• [Set exercise] Which lines of the records below contain the string "wall"? Locate each one and copy it out in full. Case counts.

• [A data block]
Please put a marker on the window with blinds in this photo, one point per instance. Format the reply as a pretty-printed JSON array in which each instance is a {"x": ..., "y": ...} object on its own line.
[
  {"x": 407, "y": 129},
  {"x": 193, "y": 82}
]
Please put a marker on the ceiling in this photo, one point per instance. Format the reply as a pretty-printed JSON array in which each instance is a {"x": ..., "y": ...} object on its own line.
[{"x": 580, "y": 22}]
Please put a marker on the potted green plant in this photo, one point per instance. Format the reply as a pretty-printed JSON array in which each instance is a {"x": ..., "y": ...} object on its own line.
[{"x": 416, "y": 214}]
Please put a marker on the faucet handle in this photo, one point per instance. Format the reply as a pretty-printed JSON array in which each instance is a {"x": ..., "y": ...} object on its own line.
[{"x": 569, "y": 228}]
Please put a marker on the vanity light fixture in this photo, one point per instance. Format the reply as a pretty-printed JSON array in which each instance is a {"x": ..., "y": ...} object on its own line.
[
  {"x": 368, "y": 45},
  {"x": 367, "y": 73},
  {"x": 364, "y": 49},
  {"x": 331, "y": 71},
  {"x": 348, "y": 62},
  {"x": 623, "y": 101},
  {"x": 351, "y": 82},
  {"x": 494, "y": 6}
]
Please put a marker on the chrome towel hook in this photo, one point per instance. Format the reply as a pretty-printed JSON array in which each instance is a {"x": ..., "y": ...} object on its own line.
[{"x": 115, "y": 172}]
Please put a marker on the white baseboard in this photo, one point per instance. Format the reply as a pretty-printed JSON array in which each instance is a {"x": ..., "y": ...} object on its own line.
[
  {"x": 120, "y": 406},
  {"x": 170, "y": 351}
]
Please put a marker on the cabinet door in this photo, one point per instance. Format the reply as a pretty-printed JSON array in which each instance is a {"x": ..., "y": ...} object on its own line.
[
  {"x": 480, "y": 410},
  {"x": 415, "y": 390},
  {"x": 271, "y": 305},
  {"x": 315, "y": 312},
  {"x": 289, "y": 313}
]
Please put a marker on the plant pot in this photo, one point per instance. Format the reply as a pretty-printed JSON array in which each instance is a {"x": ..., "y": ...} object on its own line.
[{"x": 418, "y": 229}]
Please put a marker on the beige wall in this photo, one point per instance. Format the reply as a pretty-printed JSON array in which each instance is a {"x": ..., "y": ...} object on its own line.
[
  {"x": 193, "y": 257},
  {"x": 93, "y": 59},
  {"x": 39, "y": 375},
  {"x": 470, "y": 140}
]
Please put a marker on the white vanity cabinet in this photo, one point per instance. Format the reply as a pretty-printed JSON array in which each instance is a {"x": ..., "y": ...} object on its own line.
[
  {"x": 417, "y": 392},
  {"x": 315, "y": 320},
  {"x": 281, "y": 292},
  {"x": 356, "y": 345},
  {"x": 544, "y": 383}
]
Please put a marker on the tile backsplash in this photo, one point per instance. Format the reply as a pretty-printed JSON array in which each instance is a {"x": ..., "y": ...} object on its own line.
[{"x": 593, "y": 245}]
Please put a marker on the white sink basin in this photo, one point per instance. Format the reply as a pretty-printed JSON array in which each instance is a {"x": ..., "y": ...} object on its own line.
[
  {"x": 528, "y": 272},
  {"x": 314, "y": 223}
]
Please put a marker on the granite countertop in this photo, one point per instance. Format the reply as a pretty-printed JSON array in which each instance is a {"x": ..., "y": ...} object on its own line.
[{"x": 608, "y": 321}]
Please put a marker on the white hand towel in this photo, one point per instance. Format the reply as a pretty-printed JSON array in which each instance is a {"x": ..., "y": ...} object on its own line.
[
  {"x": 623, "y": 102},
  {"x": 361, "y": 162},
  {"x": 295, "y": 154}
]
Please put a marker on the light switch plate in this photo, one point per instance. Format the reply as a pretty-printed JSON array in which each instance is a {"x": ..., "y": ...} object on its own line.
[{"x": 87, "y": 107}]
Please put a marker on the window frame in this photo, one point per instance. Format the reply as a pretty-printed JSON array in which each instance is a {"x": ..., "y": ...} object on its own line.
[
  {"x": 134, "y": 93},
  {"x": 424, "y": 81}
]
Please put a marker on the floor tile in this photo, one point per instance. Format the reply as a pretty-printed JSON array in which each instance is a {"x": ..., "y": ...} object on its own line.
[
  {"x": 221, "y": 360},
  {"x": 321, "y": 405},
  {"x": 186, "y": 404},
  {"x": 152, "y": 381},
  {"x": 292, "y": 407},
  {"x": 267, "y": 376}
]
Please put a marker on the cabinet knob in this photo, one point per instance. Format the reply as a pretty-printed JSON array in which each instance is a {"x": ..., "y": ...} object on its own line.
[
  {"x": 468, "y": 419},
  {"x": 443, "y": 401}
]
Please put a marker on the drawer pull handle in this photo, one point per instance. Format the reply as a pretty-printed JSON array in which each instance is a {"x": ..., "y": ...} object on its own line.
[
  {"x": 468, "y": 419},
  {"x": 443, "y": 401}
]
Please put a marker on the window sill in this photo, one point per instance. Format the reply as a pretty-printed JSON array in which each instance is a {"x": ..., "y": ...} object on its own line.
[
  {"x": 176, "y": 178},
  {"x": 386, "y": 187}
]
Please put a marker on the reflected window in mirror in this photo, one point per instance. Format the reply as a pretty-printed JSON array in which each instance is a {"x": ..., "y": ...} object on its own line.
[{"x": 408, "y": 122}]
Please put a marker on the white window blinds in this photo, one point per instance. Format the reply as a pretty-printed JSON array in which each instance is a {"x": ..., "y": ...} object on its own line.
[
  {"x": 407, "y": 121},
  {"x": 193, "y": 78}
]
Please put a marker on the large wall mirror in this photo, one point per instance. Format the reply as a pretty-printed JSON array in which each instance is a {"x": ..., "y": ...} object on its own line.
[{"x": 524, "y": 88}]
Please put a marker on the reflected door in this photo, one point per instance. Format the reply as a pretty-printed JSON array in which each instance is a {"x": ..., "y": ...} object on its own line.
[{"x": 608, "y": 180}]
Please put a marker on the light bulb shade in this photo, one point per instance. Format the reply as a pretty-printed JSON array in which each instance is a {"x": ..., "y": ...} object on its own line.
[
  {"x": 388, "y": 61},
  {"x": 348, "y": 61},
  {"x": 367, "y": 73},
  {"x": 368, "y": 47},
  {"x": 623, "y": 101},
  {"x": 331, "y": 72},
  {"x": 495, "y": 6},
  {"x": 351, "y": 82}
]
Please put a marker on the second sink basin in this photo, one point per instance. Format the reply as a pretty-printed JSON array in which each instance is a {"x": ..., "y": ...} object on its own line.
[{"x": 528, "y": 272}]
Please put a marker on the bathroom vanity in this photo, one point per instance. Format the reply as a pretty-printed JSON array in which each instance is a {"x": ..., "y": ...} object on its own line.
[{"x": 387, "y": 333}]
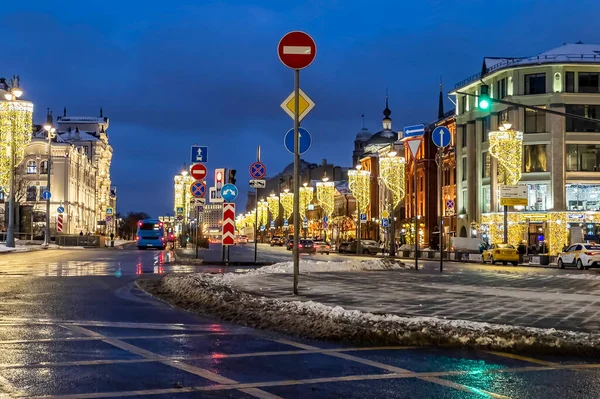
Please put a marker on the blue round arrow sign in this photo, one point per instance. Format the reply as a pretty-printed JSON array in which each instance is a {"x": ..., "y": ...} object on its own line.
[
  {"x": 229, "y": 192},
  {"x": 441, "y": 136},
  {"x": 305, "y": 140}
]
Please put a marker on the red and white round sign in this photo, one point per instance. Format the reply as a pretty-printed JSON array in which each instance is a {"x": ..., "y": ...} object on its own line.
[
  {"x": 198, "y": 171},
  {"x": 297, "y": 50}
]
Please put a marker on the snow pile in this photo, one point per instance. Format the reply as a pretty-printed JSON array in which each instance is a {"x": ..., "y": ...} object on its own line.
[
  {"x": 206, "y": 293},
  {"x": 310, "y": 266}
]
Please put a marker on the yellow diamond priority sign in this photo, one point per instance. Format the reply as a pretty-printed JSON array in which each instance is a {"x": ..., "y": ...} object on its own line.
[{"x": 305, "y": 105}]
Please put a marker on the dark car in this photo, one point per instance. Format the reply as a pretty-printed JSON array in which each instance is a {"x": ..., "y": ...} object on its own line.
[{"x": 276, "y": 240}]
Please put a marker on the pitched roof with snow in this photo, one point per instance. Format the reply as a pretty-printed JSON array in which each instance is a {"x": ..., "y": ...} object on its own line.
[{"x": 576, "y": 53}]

...

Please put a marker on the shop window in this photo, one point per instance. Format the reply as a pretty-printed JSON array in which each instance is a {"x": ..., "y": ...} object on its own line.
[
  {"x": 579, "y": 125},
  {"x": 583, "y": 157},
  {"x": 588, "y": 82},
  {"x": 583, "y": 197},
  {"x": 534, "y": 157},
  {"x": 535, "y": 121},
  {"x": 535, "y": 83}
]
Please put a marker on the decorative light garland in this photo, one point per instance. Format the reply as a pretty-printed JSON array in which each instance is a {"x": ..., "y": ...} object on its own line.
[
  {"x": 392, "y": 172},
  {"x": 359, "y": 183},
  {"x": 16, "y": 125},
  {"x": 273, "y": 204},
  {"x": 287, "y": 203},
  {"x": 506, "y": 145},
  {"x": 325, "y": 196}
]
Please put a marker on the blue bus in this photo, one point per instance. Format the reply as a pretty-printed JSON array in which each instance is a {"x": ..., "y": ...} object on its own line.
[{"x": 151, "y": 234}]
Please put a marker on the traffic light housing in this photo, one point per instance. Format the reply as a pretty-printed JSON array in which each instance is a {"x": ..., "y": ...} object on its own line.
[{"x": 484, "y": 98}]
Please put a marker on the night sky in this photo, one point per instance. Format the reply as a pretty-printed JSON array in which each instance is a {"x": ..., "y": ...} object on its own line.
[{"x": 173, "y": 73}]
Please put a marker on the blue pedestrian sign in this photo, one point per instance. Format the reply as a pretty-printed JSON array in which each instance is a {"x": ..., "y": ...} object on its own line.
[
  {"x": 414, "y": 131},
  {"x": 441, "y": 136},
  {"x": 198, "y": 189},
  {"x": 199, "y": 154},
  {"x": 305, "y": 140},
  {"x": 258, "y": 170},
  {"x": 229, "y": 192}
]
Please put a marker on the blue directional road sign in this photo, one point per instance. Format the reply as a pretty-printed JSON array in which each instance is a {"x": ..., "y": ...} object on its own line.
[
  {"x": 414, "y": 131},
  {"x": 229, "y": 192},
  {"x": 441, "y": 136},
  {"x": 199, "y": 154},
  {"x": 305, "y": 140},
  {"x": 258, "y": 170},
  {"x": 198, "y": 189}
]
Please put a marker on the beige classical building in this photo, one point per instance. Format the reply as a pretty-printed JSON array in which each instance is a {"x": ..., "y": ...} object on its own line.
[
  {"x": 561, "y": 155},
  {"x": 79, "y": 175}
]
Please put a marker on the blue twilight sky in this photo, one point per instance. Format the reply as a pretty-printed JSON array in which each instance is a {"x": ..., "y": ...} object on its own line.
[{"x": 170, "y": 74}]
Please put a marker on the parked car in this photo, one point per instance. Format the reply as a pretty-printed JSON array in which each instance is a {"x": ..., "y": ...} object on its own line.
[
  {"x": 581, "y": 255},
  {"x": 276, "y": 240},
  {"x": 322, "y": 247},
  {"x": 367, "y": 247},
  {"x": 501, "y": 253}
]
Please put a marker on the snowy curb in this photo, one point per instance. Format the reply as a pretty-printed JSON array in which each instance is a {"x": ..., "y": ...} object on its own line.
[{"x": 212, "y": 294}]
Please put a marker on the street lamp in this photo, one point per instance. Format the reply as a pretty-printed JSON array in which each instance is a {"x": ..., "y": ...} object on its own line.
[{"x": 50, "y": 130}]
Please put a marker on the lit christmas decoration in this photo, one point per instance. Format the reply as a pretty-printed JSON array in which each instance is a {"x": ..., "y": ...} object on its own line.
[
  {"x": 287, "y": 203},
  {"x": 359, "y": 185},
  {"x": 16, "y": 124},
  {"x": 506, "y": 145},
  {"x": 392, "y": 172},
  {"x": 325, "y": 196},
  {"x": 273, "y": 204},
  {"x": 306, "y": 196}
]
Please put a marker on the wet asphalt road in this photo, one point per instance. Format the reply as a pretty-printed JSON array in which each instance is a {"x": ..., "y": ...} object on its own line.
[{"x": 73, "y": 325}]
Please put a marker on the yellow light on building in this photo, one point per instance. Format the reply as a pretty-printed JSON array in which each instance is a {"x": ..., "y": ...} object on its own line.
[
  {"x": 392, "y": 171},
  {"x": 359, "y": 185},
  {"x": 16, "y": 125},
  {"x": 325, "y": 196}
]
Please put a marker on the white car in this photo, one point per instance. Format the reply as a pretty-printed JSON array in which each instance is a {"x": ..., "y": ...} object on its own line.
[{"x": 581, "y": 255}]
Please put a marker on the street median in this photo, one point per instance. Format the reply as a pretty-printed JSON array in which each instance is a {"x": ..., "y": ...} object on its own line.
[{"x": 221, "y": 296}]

• [Task solution]
Please put a marker on the beige wall in this photo, one point per instance. Format the reply as a pretty-printed JSON array in which each instance is a {"x": ..., "y": ...} object on its own line.
Please put a marker on the large wall mirror in this photo, one point per instance. Format the reply as a pretty-printed JSON array in which each instance is a {"x": ..., "y": ...} object on its own line.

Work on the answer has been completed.